------ RECORDS TO USE
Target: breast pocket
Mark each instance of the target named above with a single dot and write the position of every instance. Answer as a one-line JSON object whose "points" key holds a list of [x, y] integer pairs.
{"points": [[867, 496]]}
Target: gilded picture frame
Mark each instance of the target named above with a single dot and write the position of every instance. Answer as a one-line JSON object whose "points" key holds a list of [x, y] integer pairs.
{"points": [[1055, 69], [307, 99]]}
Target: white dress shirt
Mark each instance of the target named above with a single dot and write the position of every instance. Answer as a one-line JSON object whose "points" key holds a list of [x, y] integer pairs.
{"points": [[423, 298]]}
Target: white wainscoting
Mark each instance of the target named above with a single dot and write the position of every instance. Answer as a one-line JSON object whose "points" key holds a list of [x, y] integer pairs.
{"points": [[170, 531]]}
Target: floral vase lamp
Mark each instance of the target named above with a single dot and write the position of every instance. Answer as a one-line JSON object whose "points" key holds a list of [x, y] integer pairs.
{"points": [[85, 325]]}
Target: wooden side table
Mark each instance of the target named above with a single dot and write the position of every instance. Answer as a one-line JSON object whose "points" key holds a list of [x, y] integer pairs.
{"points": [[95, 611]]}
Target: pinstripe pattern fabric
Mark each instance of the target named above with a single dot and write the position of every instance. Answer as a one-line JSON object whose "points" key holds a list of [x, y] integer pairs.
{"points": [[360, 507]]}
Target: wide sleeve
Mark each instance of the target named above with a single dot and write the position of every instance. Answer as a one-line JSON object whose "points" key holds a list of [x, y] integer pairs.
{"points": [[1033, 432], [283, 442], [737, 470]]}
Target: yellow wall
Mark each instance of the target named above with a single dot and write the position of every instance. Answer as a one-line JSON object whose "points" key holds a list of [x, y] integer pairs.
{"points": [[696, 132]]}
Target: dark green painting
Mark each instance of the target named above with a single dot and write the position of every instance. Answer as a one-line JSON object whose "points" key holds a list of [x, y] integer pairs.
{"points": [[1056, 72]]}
------------
§ **SET PROBLEM**
Reproduce the entries verbatim, from the line containing "Target: dark green painting" through the last of the entries.

§ **CORRECT RESPONSE**
Target: dark green painting
Mark each instance of the target named above with a single dot and write the position of every instance. Answer as a one-line JSON object whose "points" key holds a list of [x, y] integer pairs.
{"points": [[1056, 72]]}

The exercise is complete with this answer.